Segment Start: RECORDS FOR THIS EXERCISE
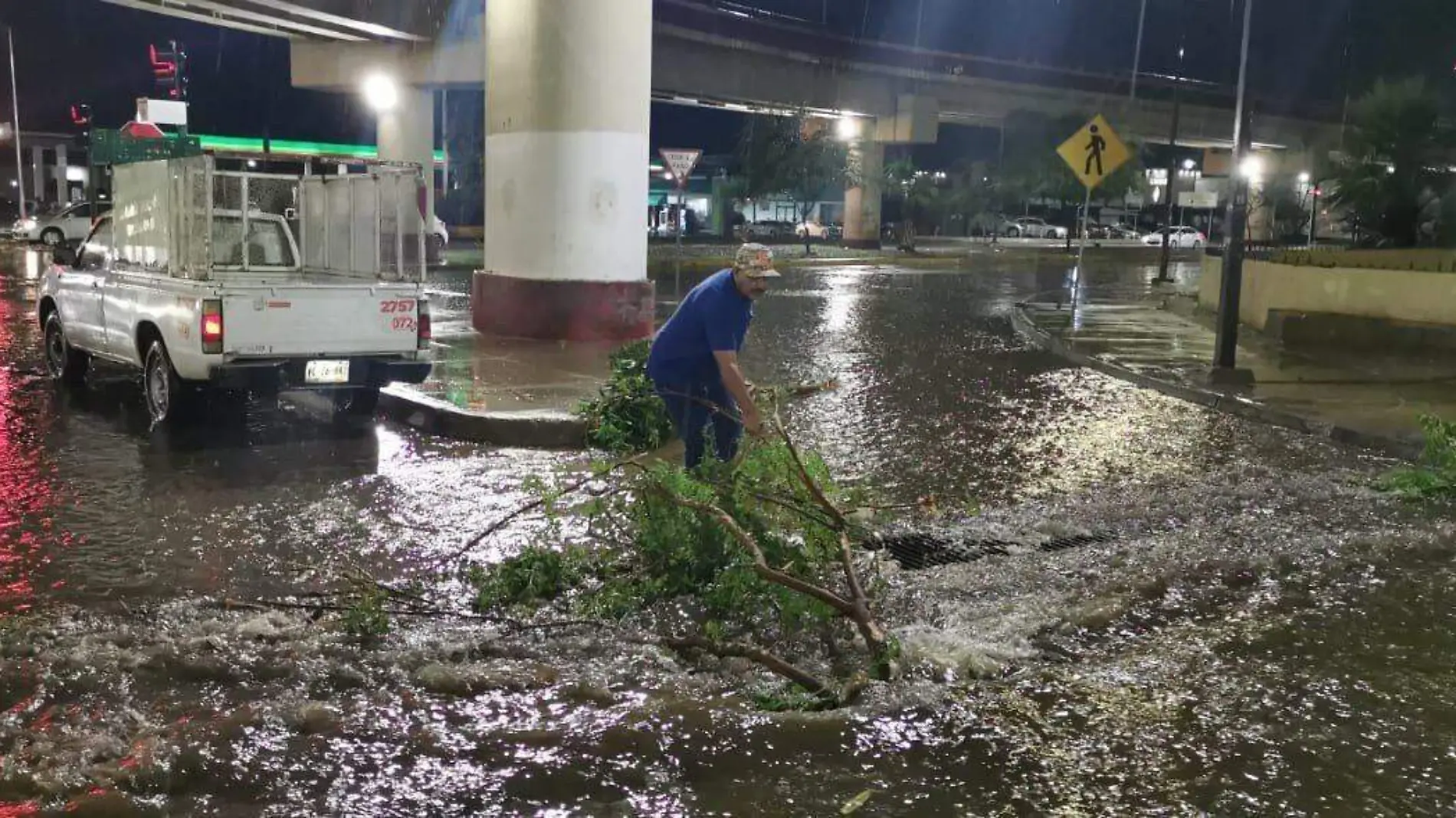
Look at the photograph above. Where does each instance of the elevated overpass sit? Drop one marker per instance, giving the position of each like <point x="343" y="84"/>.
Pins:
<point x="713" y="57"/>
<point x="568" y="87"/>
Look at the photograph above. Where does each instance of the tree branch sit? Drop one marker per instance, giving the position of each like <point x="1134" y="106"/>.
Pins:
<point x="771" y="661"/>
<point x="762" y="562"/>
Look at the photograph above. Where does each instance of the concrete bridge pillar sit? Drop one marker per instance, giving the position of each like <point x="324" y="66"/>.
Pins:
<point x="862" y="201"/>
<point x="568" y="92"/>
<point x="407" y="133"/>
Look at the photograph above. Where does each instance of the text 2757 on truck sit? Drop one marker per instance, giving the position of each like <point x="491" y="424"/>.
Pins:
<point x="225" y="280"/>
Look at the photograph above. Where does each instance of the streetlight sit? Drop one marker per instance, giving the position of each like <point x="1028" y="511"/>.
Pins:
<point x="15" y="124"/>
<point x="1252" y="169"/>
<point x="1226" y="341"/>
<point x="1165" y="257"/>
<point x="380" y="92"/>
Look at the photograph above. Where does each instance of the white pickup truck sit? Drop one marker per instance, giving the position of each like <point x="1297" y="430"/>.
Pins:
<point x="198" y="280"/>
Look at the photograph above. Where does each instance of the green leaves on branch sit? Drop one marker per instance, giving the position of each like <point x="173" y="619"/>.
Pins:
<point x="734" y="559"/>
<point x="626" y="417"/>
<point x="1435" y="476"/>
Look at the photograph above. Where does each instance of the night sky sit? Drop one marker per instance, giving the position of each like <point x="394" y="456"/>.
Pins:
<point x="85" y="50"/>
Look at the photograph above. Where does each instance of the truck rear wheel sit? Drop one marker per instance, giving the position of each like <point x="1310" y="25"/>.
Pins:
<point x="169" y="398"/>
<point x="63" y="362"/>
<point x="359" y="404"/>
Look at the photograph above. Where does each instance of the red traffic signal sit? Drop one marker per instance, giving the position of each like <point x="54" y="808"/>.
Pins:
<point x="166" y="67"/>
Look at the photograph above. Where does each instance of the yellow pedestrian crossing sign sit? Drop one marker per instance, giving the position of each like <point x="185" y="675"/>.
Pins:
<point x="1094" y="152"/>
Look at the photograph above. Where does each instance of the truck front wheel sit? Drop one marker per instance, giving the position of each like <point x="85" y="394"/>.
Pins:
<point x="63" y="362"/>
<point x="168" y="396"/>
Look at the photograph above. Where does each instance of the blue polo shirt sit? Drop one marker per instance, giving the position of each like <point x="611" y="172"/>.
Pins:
Segment End: RECORDS FOR THIS EXERCISE
Segment Start: RECORDS FOR THIS EXERCISE
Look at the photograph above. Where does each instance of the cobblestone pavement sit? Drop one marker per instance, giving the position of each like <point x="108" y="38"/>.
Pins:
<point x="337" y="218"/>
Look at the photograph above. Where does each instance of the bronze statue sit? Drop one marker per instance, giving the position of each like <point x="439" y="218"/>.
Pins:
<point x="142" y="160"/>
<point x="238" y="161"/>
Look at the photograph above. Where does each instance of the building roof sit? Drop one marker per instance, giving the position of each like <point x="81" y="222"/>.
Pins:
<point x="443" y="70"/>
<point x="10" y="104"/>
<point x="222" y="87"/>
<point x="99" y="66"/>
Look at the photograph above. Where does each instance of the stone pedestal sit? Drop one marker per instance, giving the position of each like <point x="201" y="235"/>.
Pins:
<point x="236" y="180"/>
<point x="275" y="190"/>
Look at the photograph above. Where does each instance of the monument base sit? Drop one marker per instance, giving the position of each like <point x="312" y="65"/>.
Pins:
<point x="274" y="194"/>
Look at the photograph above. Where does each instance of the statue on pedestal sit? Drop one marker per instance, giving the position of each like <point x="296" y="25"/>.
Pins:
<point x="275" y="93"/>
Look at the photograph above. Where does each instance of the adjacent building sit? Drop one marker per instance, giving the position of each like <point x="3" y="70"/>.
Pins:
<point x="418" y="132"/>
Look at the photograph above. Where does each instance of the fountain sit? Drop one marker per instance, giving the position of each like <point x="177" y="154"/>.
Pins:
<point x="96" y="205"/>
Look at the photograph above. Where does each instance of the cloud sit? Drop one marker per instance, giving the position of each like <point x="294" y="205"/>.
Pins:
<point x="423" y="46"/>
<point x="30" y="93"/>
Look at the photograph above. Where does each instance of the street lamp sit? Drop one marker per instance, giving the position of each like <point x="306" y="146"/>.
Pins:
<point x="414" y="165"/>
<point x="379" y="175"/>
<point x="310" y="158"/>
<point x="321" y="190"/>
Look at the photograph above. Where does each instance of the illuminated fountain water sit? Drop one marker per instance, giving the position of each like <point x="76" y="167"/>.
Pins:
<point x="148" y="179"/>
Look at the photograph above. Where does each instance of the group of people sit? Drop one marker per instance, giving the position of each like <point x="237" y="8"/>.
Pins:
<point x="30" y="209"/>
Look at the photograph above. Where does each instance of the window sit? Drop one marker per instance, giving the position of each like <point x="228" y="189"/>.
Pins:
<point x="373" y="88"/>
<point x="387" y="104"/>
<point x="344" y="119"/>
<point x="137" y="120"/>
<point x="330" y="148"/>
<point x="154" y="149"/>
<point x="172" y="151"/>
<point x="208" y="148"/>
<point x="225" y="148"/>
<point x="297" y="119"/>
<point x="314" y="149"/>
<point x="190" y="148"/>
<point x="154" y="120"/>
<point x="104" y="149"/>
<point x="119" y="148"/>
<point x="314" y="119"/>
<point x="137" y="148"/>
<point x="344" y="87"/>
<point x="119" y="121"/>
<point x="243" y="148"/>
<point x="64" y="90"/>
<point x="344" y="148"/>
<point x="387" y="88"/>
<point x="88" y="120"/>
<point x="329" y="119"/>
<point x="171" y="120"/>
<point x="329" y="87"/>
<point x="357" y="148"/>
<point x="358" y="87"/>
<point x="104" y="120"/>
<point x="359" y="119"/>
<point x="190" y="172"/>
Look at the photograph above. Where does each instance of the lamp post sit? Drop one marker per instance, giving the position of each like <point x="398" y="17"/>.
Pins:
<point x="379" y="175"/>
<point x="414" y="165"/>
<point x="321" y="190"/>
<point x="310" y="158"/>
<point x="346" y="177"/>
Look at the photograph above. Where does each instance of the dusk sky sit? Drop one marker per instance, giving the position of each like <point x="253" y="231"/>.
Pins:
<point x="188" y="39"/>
Segment End: RECORDS FOR THIS EXERCISE
Segment Start: RECORDS FOR THIS EXERCISE
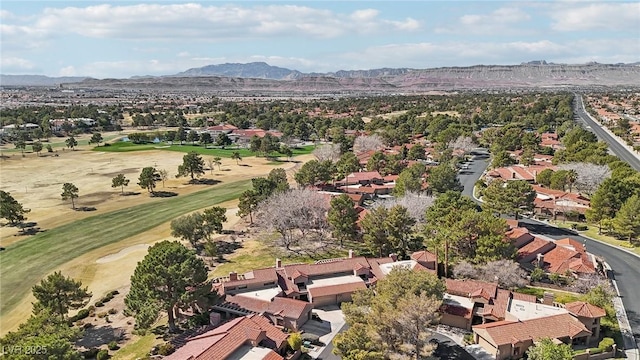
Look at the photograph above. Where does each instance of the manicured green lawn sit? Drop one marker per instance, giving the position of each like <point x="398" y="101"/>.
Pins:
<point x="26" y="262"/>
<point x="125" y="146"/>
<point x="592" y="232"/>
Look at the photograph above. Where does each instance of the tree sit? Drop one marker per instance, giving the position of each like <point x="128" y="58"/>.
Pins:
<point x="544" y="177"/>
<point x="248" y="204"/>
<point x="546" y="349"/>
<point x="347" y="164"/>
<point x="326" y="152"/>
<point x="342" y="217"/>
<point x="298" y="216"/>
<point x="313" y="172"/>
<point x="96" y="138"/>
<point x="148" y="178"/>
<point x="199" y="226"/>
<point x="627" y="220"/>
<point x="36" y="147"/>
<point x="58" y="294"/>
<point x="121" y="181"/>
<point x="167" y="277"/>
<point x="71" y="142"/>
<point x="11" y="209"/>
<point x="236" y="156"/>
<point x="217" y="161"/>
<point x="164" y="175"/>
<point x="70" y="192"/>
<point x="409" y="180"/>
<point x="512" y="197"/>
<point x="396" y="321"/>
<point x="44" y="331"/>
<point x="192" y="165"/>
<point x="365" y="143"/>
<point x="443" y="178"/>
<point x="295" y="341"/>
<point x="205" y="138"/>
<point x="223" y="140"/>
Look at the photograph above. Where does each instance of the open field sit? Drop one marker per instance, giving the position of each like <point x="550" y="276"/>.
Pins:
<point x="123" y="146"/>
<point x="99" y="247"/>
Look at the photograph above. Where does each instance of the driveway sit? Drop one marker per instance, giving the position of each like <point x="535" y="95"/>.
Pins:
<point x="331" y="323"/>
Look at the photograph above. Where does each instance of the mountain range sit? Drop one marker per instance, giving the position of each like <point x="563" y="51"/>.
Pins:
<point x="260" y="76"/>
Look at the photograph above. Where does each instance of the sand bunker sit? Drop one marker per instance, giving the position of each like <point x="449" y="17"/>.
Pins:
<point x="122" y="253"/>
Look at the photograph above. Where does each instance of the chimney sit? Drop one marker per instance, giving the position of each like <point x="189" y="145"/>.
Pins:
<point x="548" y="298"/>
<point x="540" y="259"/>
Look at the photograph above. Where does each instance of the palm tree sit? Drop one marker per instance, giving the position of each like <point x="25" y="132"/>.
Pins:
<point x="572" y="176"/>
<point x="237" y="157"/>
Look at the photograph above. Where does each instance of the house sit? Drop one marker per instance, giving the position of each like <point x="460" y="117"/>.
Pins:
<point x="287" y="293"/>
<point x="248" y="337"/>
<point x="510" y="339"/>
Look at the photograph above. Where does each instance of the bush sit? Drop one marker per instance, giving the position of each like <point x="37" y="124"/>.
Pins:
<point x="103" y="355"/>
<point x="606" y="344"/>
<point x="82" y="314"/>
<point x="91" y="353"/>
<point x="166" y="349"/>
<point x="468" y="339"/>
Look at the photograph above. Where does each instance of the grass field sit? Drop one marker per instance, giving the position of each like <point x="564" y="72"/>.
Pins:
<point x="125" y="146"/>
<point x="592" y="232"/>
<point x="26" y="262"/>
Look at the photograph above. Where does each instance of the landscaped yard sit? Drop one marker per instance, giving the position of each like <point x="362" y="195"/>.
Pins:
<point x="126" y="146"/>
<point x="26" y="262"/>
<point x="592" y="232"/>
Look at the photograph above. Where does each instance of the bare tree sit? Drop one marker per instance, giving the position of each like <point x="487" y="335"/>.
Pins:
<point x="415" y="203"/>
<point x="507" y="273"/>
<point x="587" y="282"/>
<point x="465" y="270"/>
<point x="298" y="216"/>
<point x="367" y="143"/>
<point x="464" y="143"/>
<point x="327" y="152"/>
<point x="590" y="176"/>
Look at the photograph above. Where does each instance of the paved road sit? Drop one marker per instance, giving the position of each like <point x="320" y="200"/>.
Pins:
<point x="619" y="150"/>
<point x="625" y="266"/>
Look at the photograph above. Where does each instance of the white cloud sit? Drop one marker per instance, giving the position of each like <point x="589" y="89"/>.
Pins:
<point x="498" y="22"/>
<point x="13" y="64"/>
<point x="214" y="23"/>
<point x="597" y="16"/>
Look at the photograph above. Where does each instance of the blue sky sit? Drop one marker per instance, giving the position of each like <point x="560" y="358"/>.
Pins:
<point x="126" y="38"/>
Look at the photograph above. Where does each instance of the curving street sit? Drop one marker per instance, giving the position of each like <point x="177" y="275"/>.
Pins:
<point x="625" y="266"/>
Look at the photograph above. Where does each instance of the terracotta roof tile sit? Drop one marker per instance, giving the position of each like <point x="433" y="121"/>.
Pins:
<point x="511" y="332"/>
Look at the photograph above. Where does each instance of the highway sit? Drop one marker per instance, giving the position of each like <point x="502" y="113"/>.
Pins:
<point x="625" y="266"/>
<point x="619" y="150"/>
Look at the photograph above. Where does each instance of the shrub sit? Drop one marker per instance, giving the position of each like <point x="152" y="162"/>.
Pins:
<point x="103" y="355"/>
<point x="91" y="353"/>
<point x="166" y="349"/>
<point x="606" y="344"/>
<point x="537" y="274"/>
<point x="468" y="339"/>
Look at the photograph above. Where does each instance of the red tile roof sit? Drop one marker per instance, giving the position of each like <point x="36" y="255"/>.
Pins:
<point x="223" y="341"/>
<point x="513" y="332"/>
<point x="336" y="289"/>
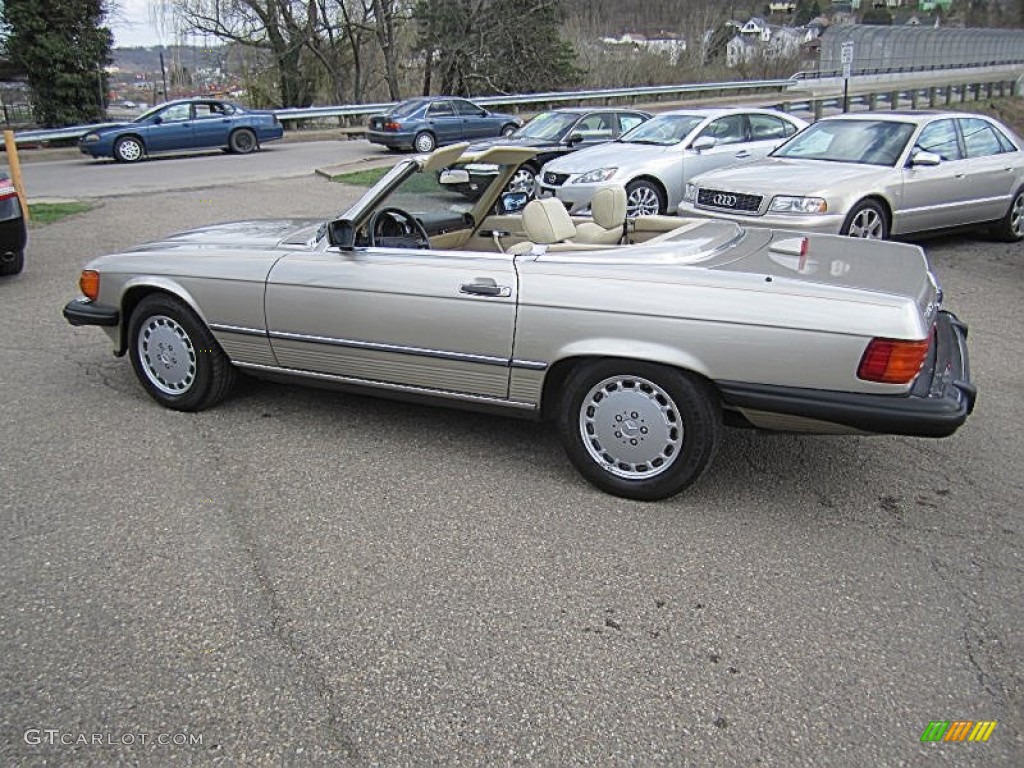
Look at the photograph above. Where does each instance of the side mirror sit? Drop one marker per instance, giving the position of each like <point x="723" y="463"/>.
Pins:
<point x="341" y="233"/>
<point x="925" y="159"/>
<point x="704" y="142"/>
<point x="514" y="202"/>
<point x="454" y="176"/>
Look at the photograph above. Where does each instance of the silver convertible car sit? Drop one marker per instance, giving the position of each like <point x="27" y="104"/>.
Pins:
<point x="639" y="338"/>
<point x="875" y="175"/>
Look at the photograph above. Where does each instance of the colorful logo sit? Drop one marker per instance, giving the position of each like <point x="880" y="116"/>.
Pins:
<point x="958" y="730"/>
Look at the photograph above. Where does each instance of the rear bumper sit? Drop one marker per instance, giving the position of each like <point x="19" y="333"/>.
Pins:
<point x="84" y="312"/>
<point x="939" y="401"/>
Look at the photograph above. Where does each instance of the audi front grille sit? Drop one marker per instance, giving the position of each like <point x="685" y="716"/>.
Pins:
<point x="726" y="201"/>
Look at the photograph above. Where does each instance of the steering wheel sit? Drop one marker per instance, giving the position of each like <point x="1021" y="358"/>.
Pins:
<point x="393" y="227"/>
Segment End: RECORDS FOR THIS EXERCISE
Above are the entries. Output exactly the lines beginning with the line that has "of the elevated" and ending with the line that has "of the streetlight".

**SOLUTION TO THIS PROBLEM:**
Look at the photograph above. Where does each instance of the elevated overpass sit? Drop one marker per instance, giving the position of each like <point x="343" y="84"/>.
Pins:
<point x="713" y="57"/>
<point x="568" y="87"/>
Look at the photograph above. Where does each instance of the tree branch sit? Drop one marker per instance, giving the position of each like <point x="1134" y="106"/>.
Pins:
<point x="771" y="661"/>
<point x="762" y="562"/>
Look at the photograph above. Where does each instance of the concrete bridge pillar sit? Drop one marker per instance, giving the position of each like <point x="324" y="66"/>.
Pins:
<point x="862" y="201"/>
<point x="568" y="92"/>
<point x="407" y="133"/>
Look at the photograph above. Where does each instance of the text 2757 on truck sit? Drop one marker per instance, giving the position of each like <point x="491" y="424"/>.
Pins:
<point x="225" y="280"/>
Look at the photograph above. Where does each instance of the streetlight sit? Drop one marker per instance, giving the position of each like <point x="1028" y="511"/>.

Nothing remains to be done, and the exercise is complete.